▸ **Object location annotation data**

▶

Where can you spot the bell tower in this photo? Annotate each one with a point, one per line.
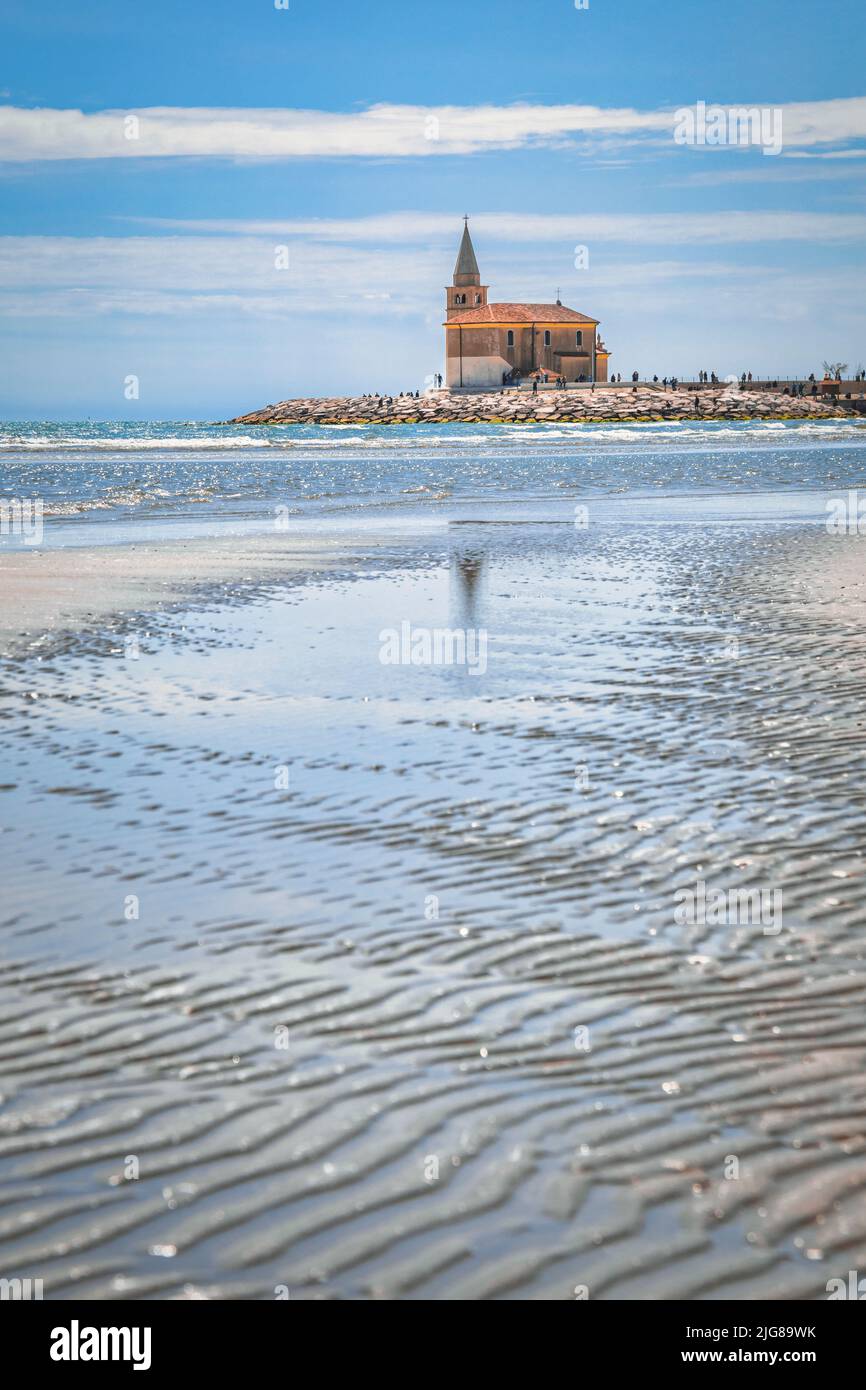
(466, 289)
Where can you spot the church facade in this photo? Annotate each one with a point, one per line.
(488, 344)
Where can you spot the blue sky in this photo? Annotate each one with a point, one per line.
(356, 135)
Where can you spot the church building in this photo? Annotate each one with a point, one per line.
(487, 345)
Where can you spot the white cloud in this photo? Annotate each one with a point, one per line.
(555, 228)
(377, 132)
(235, 277)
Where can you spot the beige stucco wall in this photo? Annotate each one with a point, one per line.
(477, 371)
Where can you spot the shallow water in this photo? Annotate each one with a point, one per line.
(423, 1023)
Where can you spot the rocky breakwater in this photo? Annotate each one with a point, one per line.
(605, 403)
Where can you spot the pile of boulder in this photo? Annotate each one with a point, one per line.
(620, 402)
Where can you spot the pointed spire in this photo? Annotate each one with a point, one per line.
(466, 270)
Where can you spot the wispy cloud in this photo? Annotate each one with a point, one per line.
(239, 277)
(377, 132)
(563, 228)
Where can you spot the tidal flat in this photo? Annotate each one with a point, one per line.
(330, 976)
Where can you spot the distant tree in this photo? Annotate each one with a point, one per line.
(836, 369)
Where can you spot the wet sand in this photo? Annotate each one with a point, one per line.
(321, 1036)
(57, 590)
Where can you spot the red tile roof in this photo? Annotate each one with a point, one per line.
(520, 314)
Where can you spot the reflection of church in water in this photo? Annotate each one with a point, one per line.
(488, 344)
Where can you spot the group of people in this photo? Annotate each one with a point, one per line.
(388, 401)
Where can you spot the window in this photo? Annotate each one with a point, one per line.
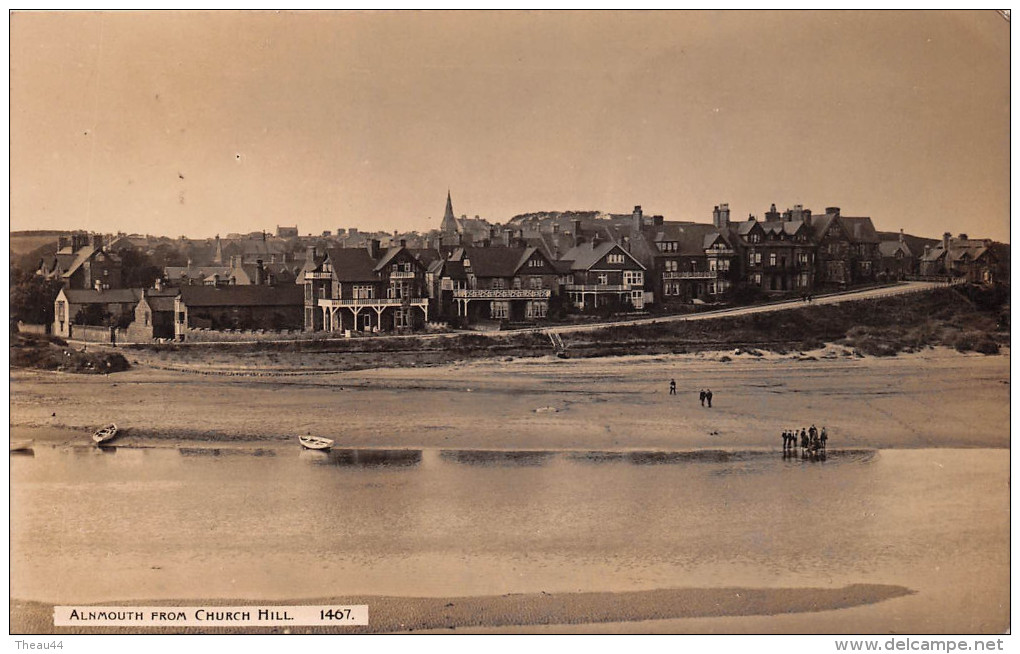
(633, 278)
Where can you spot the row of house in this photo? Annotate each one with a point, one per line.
(601, 263)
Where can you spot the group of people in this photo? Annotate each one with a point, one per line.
(705, 395)
(811, 440)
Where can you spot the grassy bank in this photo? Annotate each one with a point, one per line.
(52, 353)
(965, 318)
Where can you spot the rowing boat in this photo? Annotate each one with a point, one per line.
(315, 442)
(104, 434)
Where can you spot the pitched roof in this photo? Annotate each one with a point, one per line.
(110, 296)
(242, 295)
(860, 229)
(497, 262)
(352, 264)
(889, 248)
(584, 255)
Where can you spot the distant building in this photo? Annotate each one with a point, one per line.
(366, 289)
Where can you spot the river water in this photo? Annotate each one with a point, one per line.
(92, 524)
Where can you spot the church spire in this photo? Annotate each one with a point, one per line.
(449, 220)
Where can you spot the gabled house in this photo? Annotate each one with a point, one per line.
(512, 284)
(237, 307)
(777, 254)
(92, 306)
(603, 273)
(976, 260)
(897, 259)
(366, 289)
(82, 262)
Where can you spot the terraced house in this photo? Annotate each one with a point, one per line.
(506, 284)
(366, 289)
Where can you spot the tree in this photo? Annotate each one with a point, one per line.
(138, 269)
(32, 298)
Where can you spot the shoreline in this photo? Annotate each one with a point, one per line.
(571, 611)
(921, 400)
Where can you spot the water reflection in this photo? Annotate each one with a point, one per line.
(495, 457)
(216, 451)
(364, 458)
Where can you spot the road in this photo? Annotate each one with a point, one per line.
(832, 298)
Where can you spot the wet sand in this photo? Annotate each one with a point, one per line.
(938, 398)
(389, 614)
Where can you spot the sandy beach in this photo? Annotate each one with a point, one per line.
(925, 402)
(926, 399)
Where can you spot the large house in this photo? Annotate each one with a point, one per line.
(366, 289)
(976, 260)
(82, 262)
(511, 284)
(237, 307)
(602, 273)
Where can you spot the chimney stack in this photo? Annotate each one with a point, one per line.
(639, 219)
(720, 215)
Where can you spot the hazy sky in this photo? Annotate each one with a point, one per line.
(199, 123)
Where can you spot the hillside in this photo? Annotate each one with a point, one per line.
(24, 242)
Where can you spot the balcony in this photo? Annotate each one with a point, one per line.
(691, 274)
(602, 288)
(502, 294)
(330, 303)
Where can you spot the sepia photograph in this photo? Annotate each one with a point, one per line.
(510, 322)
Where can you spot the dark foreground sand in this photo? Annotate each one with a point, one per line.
(389, 614)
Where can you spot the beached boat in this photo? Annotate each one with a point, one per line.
(104, 434)
(315, 442)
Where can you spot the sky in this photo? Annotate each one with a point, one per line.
(199, 123)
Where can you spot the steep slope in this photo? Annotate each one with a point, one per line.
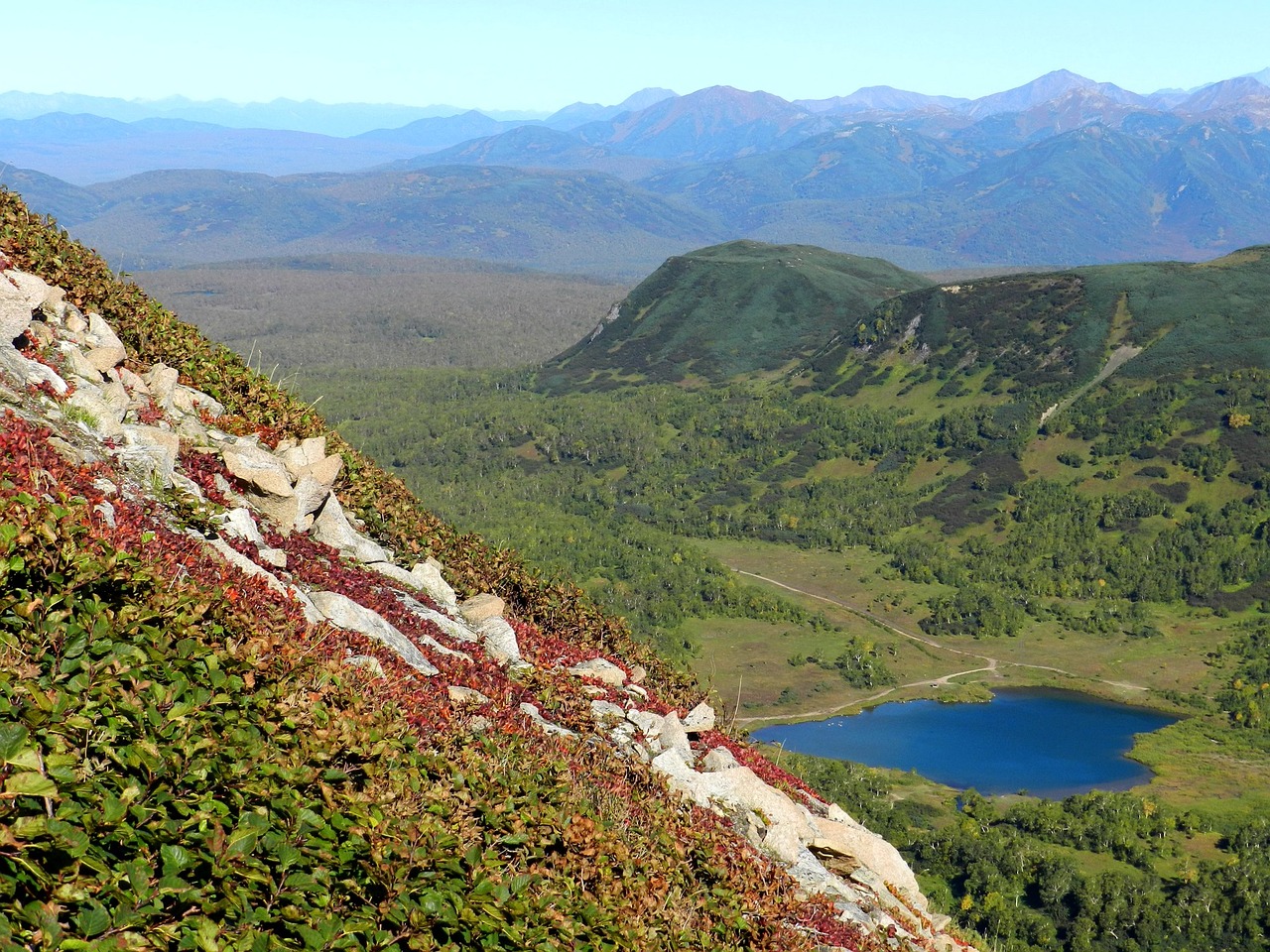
(729, 309)
(231, 716)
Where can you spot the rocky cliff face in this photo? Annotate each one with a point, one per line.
(105, 426)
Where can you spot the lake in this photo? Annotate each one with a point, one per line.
(1049, 743)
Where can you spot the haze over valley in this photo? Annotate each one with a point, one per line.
(730, 408)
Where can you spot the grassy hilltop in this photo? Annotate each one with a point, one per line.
(187, 765)
(1052, 479)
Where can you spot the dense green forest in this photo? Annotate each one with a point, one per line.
(1096, 871)
(381, 309)
(1067, 467)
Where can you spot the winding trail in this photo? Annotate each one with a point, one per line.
(992, 664)
(1118, 359)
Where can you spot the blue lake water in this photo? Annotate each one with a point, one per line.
(1051, 743)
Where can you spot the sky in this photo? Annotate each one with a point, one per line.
(547, 54)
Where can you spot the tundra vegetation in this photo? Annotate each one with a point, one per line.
(187, 765)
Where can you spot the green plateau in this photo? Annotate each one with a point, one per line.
(1043, 479)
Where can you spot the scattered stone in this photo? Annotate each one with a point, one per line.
(397, 572)
(94, 414)
(466, 696)
(18, 302)
(431, 581)
(545, 725)
(239, 524)
(298, 457)
(273, 556)
(333, 529)
(606, 711)
(190, 402)
(104, 349)
(699, 719)
(675, 738)
(345, 613)
(599, 669)
(310, 495)
(649, 724)
(77, 366)
(499, 640)
(259, 468)
(324, 471)
(162, 381)
(451, 627)
(480, 608)
(162, 445)
(370, 662)
(717, 760)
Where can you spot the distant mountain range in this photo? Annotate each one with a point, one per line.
(1061, 171)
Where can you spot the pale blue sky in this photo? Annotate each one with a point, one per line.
(543, 55)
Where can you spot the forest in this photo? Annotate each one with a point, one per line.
(1007, 485)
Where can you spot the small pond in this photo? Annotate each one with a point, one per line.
(1046, 742)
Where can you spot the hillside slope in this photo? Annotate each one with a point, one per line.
(729, 309)
(231, 719)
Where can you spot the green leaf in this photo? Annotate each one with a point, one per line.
(93, 920)
(243, 842)
(32, 784)
(113, 809)
(175, 858)
(13, 737)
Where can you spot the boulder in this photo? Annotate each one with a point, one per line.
(258, 468)
(345, 613)
(466, 696)
(190, 402)
(94, 413)
(324, 471)
(150, 453)
(18, 302)
(649, 724)
(675, 738)
(162, 381)
(104, 349)
(606, 711)
(431, 581)
(717, 760)
(499, 640)
(333, 529)
(545, 725)
(699, 719)
(599, 669)
(239, 524)
(79, 366)
(367, 661)
(453, 629)
(302, 456)
(480, 608)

◀

▸ **Objective**
Could you pull out every line of these records and copy it word for word, leaving out the pictures?

▸ **Result**
Where can you spot the bell tower in this photo? Annotate each one with a point, one per line.
(466, 289)
Where can you spot the church facade in this photo? Annotate each one with a point, one per line.
(488, 344)
Where can you spot the blue sky in this photo? Annotate each one with a point, one per line.
(356, 135)
Where can you spot the church building in this photo? Annotate each one with a point, one per line.
(487, 345)
Where can you spot the white cloud in this photo? Annotate each one with a point, one per line.
(555, 228)
(377, 132)
(235, 277)
Where can you spot the beige stucco wall in this photo? Annotate each one with a point, one per line.
(477, 371)
Where can you spot the shallow water in this photo? Annotate each one with a point, one per line.
(423, 1023)
Where can you spot the rocky breakwater in this photo? Annotate each one with a point, one per line.
(605, 403)
Where can you spot the pile of boulder in this photo? Annotate each one with a point, one per line.
(620, 402)
Where can you spot the pointed spire in this photo? Annotate each one with a point, one per line.
(466, 270)
Where can you spot the wispy cloud in this photo? Annotate each one with a point, one per line.
(239, 277)
(377, 132)
(563, 228)
Where can you spot the tidal flat in this photo? Annotate each one with a point, one per line.
(330, 976)
Where can you spot the distant tree in this photo? Annotate each one with a point, one per line.
(836, 369)
Where can you spot the wet sand in this photo? Annotate each one with a point, one per line.
(321, 1036)
(57, 590)
Where can you spot the red tile roof in this photo? Annotate each one with a point, one per line.
(520, 314)
Where can you spot the reflection of church in water in this photo? Annotate each one with a point, one per line.
(488, 344)
Where can you spot the group of people in this photo? Annotate each one with a point, one per line.
(388, 401)
Where can you spot the window in this photo? Annotate each one with a point, one per line.
(633, 278)
Where can you spot the row of house in this photo? Annotate each one with a point, one per line.
(601, 263)
Where can you spot the group of people in this photo? Annotate each one with a point, one per line.
(705, 395)
(811, 440)
Where can you spot the grassy bank in this photo? Annotate each one with a point, one per line.
(52, 353)
(965, 318)
Where can you spot the rowing boat in this photo? Annotate each one with a point, one per line.
(315, 442)
(104, 434)
Where can you spot the pitched roof in this photo? Annotate each one with a point, one per line.
(110, 296)
(242, 295)
(860, 229)
(497, 262)
(352, 264)
(889, 248)
(584, 255)
Where can you spot the distant building in this photo? Annotate each one with a point, one per line.
(366, 289)
Where can you spot the river water in this photo? Annotate each one with a point, one per line.
(92, 524)
Where can you spot the church spire in this photo? Annotate each one with a point, one per line.
(449, 220)
Where can you spot the gabled house in this photo? Annotate each one with a point, one per line.
(512, 284)
(237, 307)
(777, 254)
(92, 306)
(603, 273)
(976, 260)
(897, 259)
(366, 289)
(82, 262)
Where can you spot the terraced house in this photo? Annotate each one with a point, one per line.
(506, 284)
(366, 289)
Where can you spot the tree in this photo? Annotate each one with a point, one per line.
(138, 269)
(32, 298)
Where can you spot the shoreline in this photo? Annotate each one with a point, one per line.
(571, 611)
(921, 400)
Where can you spot the water reflection in this photo? Annotate each one with a point, one per line.
(495, 457)
(216, 451)
(364, 458)
Where can you spot the road in this photo? Annotate each one with a point, one per line.
(832, 298)
Where can you spot the wet sand in this photo? Annotate each one with a point, one per line.
(938, 398)
(389, 614)
Where can you spot the sandy beach in this photo? Annotate each one with a point, one per line.
(925, 402)
(926, 399)
Where can you spot the large house in this photo? Annotate each one with a point, one per line.
(366, 289)
(976, 260)
(82, 262)
(511, 284)
(237, 307)
(602, 273)
Where can you spot the chimney stack in this photo? Annotate each one with a point, one per line.
(639, 219)
(720, 215)
Where can you spot the hazy sky in this photo? Annotate each one with a point, one per line.
(199, 123)
Where can you spot the hillside in this photo? Annotate each one with a point, one per line.
(24, 242)
Where can you spot the balcony in this photo? Annotate each one with a point, one per line.
(691, 274)
(602, 288)
(502, 294)
(330, 303)
Where can you spot the sepia photograph in this photo? Annotate each one with a point, one per line.
(510, 322)
Where can you spot the dark foreground sand in this photo? Annotate each one with a point, one per line.
(389, 614)
Where can you spot the beached boat in this photo? Annotate each one with a point, one per line.
(104, 434)
(315, 442)
Where can you spot the sky in this photo? Annotate each one with a point, one per line.
(199, 123)
Where can you spot the steep slope in this photo? Annotate each one with a point, one per line.
(729, 309)
(231, 716)
Where can you spot the rocky cliff face in this photo? Annotate each one with a point, one per line.
(105, 426)
Where can you spot the lake in this photo? Annotate each one with a point, one per line.
(1049, 743)
Where can you spot the haze over valley in this photo? Annotate each one with a point, one per line.
(730, 408)
Where can you spot the grassy hilltop in this photo? Annotate each one with a point, one per line.
(187, 765)
(1052, 479)
Where can you spot the dense green forest in this photo? Annotate each one with a point, one per line.
(1096, 871)
(381, 309)
(1067, 467)
Where can you spot the winding trail in this photo? Annotate each one with a point, one per line.
(992, 664)
(1118, 359)
Where can you spot the blue lake water in this photo? Annotate each one with a point, one per line.
(1051, 743)
Where can you spot the sky in this photo? Annotate each one with a point, one per line.
(547, 54)
Where can you spot the tundra vegetation in this photo? Annotate each one with a point, one per line.
(187, 765)
Where can you spot the green plateau in this photo? Annotate each one with a point, one per line.
(1043, 479)
Where can you spot the scattered stone in this photo? Annotate each one with a point, one per line.
(397, 572)
(94, 414)
(466, 696)
(18, 302)
(431, 581)
(545, 725)
(239, 524)
(298, 457)
(273, 556)
(333, 529)
(606, 711)
(190, 402)
(104, 349)
(699, 719)
(675, 738)
(345, 613)
(599, 669)
(310, 495)
(649, 724)
(77, 366)
(499, 640)
(259, 468)
(324, 471)
(162, 381)
(451, 627)
(480, 608)
(162, 445)
(370, 662)
(717, 760)
Where can you spot the distant mountain range in this photo? Annotate each one with a point, one per line.
(1061, 171)
Where can you spot the pale blue sky in this photo? Annotate each one with a point, one per line.
(543, 55)
Where can you spot the forest in this photo? Annotate each one with a point, one per line.
(1007, 485)
Where can you spot the small pond in this photo? Annotate each one with a point, one per line.
(1046, 742)
Where can you spot the hillside slope in this photo? Annotate each one with a point, one per line.
(729, 309)
(231, 719)
Where can you spot the green leaf in this photo? Annotate each one with a point, one per line.
(93, 920)
(243, 842)
(32, 784)
(113, 809)
(175, 858)
(13, 737)
Where can you spot the boulder in this photo? Annotate each one with a point, one per line.
(258, 468)
(345, 613)
(466, 696)
(190, 402)
(94, 413)
(324, 471)
(150, 453)
(18, 302)
(649, 724)
(675, 738)
(162, 381)
(104, 349)
(606, 711)
(431, 581)
(717, 760)
(499, 640)
(333, 529)
(545, 725)
(699, 719)
(599, 669)
(239, 524)
(79, 366)
(367, 661)
(453, 629)
(302, 456)
(480, 608)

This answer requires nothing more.